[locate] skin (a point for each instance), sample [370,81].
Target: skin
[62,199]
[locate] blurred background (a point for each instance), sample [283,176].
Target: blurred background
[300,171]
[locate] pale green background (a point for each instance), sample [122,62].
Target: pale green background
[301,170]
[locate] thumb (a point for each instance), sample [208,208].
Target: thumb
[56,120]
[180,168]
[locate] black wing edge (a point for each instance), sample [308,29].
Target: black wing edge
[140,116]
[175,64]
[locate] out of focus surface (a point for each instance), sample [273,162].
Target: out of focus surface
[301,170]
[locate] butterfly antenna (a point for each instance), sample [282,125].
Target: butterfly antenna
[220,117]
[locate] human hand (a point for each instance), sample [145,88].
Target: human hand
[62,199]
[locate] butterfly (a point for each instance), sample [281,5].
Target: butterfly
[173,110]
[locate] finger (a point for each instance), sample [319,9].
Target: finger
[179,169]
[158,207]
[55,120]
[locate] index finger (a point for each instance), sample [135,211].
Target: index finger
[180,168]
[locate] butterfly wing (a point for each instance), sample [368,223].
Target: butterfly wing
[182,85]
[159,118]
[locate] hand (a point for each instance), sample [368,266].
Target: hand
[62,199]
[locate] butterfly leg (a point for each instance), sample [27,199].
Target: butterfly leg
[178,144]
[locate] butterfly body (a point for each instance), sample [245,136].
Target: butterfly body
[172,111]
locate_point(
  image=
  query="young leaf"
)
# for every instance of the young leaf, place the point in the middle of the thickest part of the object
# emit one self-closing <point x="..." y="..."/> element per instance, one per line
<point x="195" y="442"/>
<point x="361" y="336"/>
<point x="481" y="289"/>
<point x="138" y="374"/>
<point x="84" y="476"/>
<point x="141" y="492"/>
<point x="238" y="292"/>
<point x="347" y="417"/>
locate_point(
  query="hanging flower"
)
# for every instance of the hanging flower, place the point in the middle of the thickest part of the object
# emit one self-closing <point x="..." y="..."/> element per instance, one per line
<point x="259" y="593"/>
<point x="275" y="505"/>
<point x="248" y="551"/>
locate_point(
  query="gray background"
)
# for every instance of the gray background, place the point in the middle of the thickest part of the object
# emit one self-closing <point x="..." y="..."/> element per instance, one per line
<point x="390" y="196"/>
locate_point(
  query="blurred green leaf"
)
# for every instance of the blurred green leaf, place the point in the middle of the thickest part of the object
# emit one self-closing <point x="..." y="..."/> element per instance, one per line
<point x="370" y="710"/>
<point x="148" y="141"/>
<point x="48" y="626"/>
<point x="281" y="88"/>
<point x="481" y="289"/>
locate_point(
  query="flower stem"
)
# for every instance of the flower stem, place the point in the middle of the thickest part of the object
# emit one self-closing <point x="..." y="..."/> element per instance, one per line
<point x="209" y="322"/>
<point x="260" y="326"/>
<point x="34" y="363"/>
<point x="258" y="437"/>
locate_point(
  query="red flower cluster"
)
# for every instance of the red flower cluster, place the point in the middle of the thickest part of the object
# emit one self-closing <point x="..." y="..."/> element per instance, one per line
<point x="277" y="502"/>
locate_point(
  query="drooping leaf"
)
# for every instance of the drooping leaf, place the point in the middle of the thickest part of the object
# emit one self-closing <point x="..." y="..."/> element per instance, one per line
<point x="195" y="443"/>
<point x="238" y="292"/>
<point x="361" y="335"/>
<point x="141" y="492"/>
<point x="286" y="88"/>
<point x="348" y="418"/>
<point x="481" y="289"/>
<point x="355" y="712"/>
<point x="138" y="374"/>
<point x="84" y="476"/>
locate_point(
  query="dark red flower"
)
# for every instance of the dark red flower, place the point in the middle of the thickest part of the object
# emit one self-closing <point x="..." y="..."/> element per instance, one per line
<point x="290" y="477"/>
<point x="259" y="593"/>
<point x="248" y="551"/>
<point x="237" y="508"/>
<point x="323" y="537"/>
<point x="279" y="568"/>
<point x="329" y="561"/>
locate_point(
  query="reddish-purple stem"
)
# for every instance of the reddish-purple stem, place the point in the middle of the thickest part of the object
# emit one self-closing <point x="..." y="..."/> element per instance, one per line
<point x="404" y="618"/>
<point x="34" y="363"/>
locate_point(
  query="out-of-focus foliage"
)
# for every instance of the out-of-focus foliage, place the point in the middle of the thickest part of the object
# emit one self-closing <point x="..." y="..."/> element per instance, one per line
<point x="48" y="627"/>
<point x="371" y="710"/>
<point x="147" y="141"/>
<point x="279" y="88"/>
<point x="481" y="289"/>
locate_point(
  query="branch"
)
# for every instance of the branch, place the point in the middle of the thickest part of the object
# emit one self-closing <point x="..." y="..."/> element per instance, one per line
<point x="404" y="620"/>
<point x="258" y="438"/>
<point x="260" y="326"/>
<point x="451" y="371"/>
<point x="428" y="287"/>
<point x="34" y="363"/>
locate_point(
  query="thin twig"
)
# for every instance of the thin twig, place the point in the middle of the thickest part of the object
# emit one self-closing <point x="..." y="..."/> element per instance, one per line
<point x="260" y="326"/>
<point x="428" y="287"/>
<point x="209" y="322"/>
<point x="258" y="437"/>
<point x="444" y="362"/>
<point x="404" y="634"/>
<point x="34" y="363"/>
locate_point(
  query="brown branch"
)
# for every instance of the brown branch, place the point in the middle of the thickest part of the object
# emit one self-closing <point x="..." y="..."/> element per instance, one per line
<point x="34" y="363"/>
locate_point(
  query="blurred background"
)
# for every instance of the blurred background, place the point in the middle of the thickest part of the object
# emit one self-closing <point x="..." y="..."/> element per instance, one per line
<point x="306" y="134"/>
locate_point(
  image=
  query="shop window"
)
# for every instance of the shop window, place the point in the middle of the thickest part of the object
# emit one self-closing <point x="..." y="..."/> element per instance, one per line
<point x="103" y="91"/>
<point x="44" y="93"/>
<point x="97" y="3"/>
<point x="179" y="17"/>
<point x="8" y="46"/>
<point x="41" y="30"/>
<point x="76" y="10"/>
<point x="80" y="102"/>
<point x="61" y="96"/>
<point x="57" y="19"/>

• • • • •

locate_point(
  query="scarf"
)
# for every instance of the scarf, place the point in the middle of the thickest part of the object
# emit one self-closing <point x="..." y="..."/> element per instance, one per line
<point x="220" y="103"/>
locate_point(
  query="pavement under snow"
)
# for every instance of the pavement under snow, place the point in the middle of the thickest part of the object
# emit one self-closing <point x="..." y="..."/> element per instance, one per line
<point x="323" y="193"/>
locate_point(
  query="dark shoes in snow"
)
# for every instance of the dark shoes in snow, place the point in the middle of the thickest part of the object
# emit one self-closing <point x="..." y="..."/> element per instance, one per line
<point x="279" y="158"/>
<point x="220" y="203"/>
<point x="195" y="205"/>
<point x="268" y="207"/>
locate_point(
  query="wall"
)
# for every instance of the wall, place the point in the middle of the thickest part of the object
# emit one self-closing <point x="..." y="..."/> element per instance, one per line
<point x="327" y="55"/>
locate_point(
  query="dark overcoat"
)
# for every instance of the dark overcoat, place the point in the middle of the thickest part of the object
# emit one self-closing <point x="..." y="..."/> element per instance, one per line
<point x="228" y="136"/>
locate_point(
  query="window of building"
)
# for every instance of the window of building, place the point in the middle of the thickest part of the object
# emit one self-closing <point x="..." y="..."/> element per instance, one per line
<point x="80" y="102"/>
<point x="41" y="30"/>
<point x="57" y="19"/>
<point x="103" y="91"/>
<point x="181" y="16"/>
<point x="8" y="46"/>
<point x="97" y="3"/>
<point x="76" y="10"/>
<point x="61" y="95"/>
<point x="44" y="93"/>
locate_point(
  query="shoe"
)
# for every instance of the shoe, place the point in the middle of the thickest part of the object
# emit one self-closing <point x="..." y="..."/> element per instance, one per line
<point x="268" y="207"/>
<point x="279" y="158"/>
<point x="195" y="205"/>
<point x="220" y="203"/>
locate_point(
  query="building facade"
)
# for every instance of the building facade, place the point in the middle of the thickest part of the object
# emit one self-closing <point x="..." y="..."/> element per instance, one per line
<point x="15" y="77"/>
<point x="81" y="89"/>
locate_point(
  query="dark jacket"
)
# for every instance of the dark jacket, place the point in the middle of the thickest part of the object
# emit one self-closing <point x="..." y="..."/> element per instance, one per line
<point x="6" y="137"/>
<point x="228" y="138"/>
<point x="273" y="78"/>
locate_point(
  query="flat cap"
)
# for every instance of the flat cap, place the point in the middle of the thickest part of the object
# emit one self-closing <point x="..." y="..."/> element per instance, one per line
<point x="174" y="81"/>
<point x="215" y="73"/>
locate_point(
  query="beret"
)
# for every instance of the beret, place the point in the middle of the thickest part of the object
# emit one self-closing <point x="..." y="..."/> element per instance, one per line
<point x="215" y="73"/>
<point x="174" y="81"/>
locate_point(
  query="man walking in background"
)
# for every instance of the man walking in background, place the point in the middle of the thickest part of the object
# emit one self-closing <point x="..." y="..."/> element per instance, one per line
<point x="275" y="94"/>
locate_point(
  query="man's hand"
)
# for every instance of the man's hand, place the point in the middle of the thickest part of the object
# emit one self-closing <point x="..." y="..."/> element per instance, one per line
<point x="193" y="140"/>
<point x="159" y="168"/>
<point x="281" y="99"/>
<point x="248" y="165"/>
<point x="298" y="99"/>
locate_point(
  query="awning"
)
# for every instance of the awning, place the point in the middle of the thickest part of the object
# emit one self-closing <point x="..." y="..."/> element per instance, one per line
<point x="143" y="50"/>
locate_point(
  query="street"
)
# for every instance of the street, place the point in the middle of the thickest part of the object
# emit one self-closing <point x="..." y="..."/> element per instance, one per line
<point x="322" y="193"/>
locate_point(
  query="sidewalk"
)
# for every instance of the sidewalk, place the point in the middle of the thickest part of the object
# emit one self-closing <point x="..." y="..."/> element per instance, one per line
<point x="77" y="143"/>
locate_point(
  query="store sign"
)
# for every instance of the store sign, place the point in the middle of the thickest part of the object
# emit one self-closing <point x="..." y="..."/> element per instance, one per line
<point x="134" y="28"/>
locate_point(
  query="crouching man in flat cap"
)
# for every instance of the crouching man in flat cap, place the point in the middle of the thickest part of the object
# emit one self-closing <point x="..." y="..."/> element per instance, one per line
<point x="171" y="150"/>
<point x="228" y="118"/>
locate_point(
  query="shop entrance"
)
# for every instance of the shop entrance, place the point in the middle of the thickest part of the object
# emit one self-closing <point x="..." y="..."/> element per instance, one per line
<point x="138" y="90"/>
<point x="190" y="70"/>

• • • • •

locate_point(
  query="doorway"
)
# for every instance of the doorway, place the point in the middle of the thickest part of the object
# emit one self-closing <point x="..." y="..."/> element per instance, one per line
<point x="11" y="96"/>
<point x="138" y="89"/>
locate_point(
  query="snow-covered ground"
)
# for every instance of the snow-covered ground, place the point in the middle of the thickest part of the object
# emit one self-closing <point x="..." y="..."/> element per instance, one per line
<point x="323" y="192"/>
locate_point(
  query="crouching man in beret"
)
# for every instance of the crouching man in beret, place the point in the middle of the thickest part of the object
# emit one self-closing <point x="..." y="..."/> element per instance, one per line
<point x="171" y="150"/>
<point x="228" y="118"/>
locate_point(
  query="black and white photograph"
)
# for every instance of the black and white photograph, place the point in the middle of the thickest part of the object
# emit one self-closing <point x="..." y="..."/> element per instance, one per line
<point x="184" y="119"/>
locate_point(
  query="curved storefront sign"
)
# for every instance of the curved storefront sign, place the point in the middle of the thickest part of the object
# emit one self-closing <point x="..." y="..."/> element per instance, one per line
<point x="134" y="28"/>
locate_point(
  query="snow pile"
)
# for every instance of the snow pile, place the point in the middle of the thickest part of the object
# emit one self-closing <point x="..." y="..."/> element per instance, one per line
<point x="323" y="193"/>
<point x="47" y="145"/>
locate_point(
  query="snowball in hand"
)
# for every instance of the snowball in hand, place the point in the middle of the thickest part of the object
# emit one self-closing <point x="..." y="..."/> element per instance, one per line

• • • • •

What you should do:
Pick out every line of the records that contains the word "window", treating uppercase and lowercase letters as different.

Answer to this problem:
  query="shop window"
# for every instance of the shop window, place the point in the middle of the thickest part of the object
  query="window of building"
# for every instance of the window of building, place the point in the middle of the thickest part of the object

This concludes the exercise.